- **PROBLEM TO WORK ON**: Below are some entries. Return exactly the lines from the one with "Question. Put a dot on every instance of the woman's right" through the final line, leaving out any pictures.

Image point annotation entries

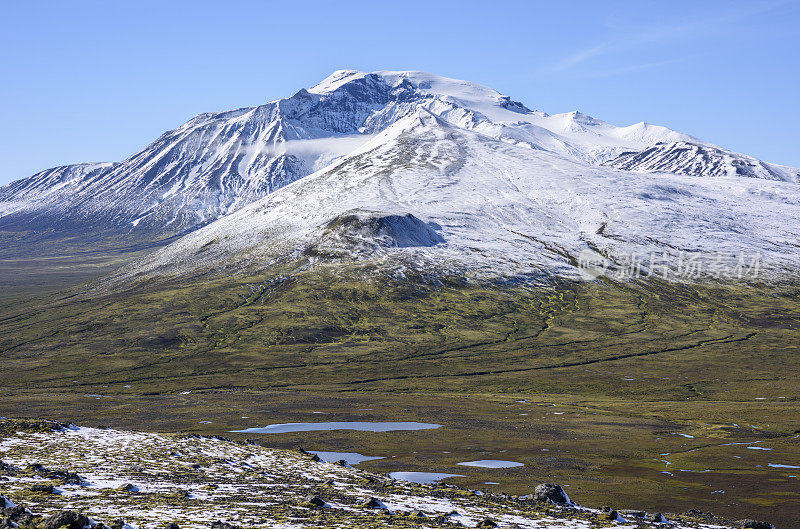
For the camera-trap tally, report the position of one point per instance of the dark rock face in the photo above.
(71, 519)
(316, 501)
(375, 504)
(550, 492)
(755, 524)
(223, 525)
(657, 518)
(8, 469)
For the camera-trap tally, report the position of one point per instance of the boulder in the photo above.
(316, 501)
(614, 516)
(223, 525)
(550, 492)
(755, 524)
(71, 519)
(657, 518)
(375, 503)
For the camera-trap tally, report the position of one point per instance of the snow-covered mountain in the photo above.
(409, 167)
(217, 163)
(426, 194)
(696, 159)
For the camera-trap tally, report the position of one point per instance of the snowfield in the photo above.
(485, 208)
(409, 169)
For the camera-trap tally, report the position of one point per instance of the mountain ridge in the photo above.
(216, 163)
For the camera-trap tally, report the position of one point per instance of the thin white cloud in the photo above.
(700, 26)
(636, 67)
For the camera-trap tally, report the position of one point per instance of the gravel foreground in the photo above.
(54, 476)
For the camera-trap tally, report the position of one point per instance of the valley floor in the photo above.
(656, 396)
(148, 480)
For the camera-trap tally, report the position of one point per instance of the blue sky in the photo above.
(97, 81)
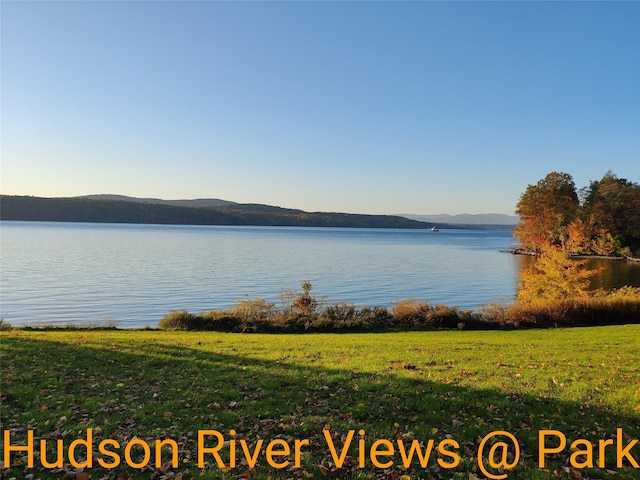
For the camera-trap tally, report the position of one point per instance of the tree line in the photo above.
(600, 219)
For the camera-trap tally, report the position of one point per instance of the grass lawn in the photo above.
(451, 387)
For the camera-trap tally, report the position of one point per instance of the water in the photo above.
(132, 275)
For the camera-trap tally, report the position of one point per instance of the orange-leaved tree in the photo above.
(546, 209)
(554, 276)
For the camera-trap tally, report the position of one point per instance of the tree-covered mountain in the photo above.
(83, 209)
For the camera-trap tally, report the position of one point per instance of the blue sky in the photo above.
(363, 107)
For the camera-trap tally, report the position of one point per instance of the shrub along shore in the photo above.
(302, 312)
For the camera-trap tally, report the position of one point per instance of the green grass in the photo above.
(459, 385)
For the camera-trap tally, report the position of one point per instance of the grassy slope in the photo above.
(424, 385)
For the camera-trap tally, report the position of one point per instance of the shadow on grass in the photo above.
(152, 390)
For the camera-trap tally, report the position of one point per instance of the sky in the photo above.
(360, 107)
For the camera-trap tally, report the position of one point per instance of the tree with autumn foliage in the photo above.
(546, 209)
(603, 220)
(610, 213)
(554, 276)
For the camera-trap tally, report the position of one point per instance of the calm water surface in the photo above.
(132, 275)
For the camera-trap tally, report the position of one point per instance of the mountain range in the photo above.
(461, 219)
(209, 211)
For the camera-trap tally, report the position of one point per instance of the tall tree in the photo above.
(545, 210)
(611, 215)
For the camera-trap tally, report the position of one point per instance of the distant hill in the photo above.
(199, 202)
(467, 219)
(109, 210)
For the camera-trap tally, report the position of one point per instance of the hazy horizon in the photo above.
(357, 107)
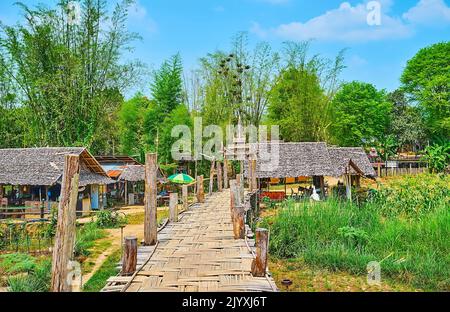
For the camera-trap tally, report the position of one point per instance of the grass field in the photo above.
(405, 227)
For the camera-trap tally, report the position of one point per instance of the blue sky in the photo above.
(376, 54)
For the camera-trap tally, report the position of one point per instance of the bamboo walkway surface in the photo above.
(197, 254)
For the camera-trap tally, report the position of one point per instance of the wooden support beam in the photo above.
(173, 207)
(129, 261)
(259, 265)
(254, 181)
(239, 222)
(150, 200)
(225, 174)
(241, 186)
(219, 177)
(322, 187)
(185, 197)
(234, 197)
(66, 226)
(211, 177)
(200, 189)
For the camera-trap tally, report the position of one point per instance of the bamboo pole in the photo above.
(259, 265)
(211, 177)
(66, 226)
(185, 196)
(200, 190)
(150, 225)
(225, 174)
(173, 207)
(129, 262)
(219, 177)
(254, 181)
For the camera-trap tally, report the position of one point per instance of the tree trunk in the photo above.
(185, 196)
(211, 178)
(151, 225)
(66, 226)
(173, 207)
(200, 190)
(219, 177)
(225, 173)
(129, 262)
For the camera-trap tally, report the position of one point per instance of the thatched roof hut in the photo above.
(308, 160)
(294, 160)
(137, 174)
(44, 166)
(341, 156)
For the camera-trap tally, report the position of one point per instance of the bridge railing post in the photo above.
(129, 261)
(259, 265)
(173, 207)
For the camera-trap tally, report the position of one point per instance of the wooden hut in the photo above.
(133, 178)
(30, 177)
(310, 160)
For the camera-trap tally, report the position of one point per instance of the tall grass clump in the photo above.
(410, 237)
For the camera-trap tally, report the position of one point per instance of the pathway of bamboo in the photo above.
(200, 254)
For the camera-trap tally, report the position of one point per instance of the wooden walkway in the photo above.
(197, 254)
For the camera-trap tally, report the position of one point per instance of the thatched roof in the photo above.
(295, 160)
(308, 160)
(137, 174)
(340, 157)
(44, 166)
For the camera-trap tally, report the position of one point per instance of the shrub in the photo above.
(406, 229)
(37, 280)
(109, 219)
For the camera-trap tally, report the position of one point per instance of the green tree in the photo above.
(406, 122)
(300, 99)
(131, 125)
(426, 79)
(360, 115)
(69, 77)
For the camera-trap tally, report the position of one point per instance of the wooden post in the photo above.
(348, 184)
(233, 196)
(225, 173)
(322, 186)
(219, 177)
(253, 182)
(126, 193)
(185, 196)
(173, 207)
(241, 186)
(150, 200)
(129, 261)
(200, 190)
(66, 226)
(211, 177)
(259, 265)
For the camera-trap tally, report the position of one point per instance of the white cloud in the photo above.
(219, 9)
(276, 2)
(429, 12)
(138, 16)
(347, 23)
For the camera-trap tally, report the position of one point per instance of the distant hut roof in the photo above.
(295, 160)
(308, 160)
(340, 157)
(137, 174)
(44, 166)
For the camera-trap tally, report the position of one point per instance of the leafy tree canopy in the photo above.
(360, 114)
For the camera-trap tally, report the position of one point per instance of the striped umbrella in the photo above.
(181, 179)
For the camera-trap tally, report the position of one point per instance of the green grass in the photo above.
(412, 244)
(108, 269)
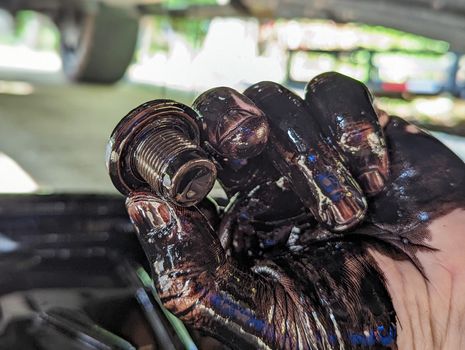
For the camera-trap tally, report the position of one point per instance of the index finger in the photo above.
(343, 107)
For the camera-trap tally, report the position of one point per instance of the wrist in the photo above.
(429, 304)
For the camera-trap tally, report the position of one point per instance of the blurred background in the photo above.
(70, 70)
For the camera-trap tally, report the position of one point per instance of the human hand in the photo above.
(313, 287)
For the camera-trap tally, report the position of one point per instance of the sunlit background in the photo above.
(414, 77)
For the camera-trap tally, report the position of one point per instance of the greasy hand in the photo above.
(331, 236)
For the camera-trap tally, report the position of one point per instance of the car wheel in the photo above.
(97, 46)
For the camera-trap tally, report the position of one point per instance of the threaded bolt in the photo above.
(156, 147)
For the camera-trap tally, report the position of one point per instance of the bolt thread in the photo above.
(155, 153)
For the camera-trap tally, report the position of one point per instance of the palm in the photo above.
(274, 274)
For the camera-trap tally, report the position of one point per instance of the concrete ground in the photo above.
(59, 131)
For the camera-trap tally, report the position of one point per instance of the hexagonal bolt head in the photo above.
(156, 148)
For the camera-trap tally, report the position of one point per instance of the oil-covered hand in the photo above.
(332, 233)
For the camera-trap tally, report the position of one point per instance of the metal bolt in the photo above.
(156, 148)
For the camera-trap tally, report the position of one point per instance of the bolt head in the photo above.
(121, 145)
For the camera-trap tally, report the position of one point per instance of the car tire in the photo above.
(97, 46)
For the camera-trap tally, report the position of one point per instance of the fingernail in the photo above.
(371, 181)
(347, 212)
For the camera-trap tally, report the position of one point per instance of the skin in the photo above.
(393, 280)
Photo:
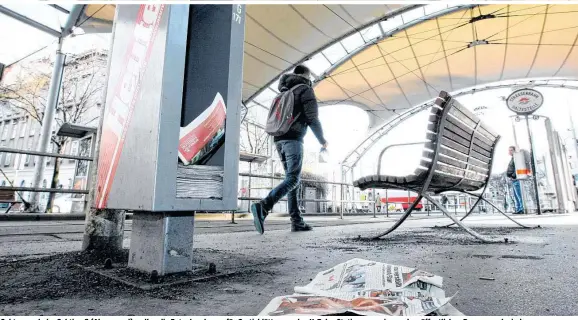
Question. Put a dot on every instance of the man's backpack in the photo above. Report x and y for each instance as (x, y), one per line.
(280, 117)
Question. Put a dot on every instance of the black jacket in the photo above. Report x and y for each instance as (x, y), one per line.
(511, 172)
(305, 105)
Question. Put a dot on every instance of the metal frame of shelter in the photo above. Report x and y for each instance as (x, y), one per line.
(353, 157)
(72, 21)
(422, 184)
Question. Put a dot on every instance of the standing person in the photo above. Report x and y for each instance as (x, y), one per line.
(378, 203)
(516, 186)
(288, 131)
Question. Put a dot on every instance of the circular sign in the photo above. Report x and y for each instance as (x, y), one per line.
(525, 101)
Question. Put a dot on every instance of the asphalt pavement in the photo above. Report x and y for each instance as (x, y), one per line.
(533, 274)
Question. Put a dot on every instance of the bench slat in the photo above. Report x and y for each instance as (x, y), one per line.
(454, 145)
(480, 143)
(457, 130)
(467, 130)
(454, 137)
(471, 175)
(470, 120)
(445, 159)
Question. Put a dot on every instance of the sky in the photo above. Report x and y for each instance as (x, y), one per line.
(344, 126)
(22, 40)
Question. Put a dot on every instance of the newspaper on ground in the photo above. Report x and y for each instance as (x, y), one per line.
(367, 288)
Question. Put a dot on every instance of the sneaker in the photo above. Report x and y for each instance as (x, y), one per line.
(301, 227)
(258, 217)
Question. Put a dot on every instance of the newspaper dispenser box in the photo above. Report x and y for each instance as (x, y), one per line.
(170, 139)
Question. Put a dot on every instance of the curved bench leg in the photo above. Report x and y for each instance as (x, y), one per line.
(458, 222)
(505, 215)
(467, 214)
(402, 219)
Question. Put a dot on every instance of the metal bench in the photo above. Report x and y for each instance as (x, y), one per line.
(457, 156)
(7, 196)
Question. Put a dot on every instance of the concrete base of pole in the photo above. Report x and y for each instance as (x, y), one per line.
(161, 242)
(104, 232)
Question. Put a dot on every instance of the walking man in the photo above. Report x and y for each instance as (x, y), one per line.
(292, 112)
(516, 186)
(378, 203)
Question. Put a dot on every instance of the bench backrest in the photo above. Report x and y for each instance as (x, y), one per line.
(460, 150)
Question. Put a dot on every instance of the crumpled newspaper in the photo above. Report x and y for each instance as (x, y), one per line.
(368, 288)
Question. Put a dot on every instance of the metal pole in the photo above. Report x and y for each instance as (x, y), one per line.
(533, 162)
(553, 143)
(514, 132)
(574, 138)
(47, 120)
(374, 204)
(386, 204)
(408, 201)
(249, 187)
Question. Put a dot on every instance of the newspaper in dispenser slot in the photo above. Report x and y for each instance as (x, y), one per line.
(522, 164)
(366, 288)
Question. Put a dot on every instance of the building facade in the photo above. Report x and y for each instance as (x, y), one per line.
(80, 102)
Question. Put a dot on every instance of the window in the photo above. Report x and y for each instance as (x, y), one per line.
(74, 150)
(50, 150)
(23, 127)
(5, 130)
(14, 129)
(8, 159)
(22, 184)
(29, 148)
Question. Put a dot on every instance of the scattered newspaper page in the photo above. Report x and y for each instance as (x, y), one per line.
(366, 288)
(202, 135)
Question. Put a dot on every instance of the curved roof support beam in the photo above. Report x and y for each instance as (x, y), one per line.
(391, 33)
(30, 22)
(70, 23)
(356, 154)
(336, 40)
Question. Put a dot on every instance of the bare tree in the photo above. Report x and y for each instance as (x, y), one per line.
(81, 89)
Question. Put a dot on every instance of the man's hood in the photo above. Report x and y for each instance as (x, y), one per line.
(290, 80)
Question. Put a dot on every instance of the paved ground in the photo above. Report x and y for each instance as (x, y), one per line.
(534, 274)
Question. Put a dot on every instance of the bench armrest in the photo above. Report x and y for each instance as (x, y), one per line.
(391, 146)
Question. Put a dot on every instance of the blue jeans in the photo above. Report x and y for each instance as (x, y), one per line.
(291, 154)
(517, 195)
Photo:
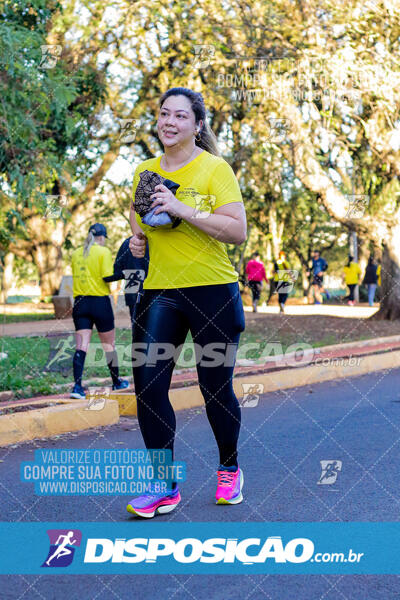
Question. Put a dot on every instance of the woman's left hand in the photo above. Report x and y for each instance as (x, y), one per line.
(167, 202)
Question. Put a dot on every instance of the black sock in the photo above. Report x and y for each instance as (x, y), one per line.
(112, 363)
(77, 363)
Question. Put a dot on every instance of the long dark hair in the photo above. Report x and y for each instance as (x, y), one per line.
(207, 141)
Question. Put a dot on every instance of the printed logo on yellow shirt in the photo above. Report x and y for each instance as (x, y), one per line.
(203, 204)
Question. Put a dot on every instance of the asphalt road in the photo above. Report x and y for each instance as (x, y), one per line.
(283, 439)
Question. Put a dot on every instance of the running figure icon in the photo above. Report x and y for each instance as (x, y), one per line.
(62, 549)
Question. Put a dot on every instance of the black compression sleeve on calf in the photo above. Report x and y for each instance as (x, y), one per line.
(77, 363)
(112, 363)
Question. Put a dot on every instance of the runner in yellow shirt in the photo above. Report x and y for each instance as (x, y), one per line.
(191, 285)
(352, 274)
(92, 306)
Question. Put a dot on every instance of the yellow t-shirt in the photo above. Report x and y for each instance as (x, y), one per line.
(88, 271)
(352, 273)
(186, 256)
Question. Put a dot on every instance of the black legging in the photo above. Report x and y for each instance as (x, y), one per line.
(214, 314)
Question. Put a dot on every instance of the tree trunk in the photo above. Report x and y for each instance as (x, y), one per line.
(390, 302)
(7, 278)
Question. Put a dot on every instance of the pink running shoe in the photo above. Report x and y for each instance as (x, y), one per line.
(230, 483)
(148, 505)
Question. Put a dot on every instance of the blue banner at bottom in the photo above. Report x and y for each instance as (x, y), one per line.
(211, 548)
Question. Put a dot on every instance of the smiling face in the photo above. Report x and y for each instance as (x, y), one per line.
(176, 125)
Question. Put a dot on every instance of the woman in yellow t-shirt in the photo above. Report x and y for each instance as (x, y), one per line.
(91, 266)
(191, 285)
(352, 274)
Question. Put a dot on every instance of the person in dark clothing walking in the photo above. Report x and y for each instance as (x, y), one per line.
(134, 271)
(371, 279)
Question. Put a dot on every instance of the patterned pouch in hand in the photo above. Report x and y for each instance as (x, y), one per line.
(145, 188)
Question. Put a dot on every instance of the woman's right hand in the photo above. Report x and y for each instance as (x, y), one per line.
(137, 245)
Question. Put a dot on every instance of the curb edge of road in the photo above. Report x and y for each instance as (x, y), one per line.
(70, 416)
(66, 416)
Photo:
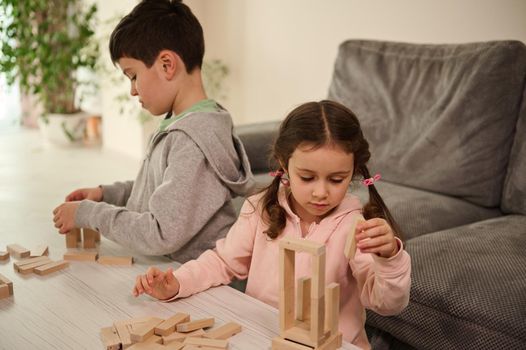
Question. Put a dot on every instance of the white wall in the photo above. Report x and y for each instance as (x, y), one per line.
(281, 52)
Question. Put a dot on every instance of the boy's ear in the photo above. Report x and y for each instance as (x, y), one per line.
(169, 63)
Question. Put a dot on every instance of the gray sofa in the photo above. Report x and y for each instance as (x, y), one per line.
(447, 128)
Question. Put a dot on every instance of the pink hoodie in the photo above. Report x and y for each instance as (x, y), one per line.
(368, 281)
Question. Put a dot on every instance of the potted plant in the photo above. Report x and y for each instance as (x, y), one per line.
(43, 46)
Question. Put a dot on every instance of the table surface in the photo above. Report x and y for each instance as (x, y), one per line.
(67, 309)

- **CORRECT RESULT**:
Question. Put a dot on every instance of the woman's right hand in the photo above. Report x and y for each instance as (x, y), one per line.
(137, 245)
Question. Put a dot on every instance of the curb edge of road in the photo above. Report x and y for each instance as (x, y), one per line.
(70, 416)
(66, 416)
Photo:
Question. Put a dot on every instance of the white wall in the photo above. Report x and y for each instance as (x, y), one per line.
(281, 52)
Question. Put a dot on every instance of the boy's ear in the photo above. Report x and y for each instance as (x, y), one per line.
(169, 63)
Question. Put a dot on every instance of the gray sofa in the photo above. Report x and y for each instance as (x, y), one per line.
(447, 128)
Question. Put a dot on every instance of the pink hoodie in the photo above. Report x and y for each instance as (x, y), one per line.
(368, 281)
Question. Put a dot on every instance of the potted plant in the photo above. Report x and y for each instance as (x, y), one per line.
(43, 46)
Question. Put a dot on every instance of the table surface in the photo above. Report x and y for each instance as (x, y), one per line.
(67, 309)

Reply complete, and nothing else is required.